++++ Listed entries

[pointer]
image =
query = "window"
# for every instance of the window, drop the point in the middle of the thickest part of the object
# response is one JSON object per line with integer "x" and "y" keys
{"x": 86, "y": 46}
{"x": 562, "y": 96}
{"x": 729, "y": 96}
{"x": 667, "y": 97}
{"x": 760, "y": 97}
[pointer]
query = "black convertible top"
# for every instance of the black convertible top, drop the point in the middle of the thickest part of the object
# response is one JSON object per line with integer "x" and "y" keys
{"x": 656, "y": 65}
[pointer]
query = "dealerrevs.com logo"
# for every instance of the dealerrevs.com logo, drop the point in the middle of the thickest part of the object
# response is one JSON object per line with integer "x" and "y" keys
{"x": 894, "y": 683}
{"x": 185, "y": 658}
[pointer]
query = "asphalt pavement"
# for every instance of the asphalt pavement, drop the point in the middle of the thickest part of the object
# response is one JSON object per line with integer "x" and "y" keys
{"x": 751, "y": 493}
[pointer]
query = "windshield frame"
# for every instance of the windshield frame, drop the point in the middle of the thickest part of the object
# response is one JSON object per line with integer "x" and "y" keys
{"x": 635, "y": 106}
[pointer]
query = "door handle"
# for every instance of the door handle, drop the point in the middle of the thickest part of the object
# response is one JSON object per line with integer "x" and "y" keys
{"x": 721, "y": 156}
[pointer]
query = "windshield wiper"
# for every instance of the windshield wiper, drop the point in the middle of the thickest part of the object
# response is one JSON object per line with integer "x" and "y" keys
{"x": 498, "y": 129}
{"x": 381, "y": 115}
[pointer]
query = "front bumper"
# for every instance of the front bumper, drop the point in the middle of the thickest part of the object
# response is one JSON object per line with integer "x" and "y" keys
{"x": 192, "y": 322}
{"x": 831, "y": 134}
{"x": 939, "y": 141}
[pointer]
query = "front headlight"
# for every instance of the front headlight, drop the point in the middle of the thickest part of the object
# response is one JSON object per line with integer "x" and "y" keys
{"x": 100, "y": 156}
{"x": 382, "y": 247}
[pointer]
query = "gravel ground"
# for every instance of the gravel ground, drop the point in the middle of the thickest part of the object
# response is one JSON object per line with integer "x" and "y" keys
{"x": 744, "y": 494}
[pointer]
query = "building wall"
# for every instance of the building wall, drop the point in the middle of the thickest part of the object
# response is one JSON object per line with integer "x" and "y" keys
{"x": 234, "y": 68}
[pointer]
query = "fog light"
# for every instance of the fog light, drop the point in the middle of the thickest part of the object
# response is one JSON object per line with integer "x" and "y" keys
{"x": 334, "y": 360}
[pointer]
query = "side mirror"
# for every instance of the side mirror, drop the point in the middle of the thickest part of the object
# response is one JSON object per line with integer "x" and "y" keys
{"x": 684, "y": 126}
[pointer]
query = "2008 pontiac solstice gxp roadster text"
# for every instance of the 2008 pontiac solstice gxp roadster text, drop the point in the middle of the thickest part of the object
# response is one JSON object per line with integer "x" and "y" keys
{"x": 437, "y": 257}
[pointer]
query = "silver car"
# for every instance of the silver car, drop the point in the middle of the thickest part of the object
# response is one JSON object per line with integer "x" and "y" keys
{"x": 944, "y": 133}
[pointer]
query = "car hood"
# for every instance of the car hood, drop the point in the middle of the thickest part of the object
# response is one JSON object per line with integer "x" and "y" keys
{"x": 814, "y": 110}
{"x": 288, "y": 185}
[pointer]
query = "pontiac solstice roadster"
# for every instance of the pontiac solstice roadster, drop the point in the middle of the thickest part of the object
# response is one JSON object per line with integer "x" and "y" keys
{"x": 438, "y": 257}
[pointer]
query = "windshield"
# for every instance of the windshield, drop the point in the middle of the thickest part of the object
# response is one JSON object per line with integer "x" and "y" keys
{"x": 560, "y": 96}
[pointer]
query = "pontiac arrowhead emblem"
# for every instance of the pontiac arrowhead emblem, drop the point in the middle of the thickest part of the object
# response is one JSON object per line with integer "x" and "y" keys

++++++++

**Your task:**
Reproduce every line of the material above exactly.

**Complete answer:**
[pointer]
image =
query = "window"
# for every instance of the window, drop the point in the middle of the thickest part of the object
# response is one JSON object per line with integer "x" and "y" keys
{"x": 86, "y": 46}
{"x": 562, "y": 96}
{"x": 729, "y": 96}
{"x": 667, "y": 97}
{"x": 760, "y": 97}
[pointer]
query = "black convertible top"
# for every instance of the black convertible top, drop the point in the middle of the thickest part of the object
# response is one JSON object per line with integer "x" and "y" keys
{"x": 656, "y": 65}
[pointer]
query = "dealerrevs.com logo"
# for every instance of the dealerrevs.com logo, drop the point in the middle of the thickest part of the object
# response is one JSON object per line with integer "x" and "y" keys
{"x": 894, "y": 683}
{"x": 185, "y": 658}
[pointer]
query = "asphalt pavement"
# for every instance of the asphalt pavement, drop the point in the middle of the thickest part of the object
# response is one JSON object per line with integer "x" and "y" keys
{"x": 751, "y": 493}
[pointer]
query = "windshield frame"
# for every instance of the windshield frame, drop the point in the middle of the thickest part of the object
# response is one JSON object per line with integer "x" and "y" keys
{"x": 635, "y": 106}
[pointer]
query = "door handle"
# for every instance of the door handle, drop the point in the middle of the thickest part of the object
# response is one JSON object per line with integer "x" and "y" keys
{"x": 721, "y": 156}
[pointer]
query = "windshield wiper"
# for every instance of the windshield wiper, drop the point in the middle of the thickest part of the object
# response is one JSON object per line with integer "x" and "y" keys
{"x": 498, "y": 129}
{"x": 381, "y": 115}
[pointer]
query = "front bumper"
# for every instance of the front bumper, drop the point in the middle of the thickest part of the object
# response is one JSON object per line with integer "x" and "y" keys
{"x": 192, "y": 322}
{"x": 831, "y": 134}
{"x": 939, "y": 141}
[pointer]
query = "front headlight"
# for every instance of the front headlight, drop the point in the middle of the thickest part of the object
# response is one JSON object per line with integer "x" and "y" keys
{"x": 100, "y": 156}
{"x": 382, "y": 247}
[pointer]
query = "gravel ground"
# for every instance of the gravel ground, drop the point in the middle of the thickest part of the object
# response is one JSON object per line with integer "x" and "y" keys
{"x": 744, "y": 494}
[pointer]
query = "building wall"
# for every instance of the building wall, drop the point in the middle of the thickest part of the object
# response is one JSON object per line with integer "x" and "y" keys
{"x": 234, "y": 68}
[pointer]
query = "fog light"
# for every instance of the fog light, drop the point in the middle of the thickest part of the object
# response is one JSON object per line with integer "x" and "y" keys
{"x": 334, "y": 360}
[pointer]
query = "side mirror"
# for every instance of the side mirror, drop the point in the middle of the thickest part of the object
# response is one JSON object per line with integer "x" and "y" keys
{"x": 684, "y": 126}
[pointer]
query = "2008 pontiac solstice gxp roadster text"
# for every instance of the 2008 pontiac solstice gxp roadster text, drop the point in the middle of the thickest part of the object
# response is one JSON object per line with integer "x" and "y" keys
{"x": 437, "y": 257}
[pointer]
query = "silver car"
# for every instance of the silver car, drop the point in the middle of the thickest part of the object
# response is one JSON object per line with integer "x" and "y" keys
{"x": 944, "y": 133}
[pointer]
query = "car hood"
# for every instance of the car hood, drop the point in the middle of the thickest part of the object
# response is one JSON object per line with integer "x" and "y" keys
{"x": 814, "y": 110}
{"x": 288, "y": 185}
[pointer]
query = "pontiac solstice roadster"
# for every instance of the pontiac solstice roadster, drop the point in the middle of the thickest part of the object
# response is one JSON object per line with integer "x" and "y" keys
{"x": 438, "y": 257}
[pointer]
query = "windshield"
# for every instance of the windshield, drop the point in the middle of the thickest part of the object
# response is one JSON object per line with integer "x" and "y" keys
{"x": 560, "y": 96}
[pointer]
query = "pontiac arrowhead emblem"
# for every instance of the pontiac arrowhead emblem, drop the point in the middle of the thickest part of the object
# response is one JSON object per line with integer "x" and "y" keys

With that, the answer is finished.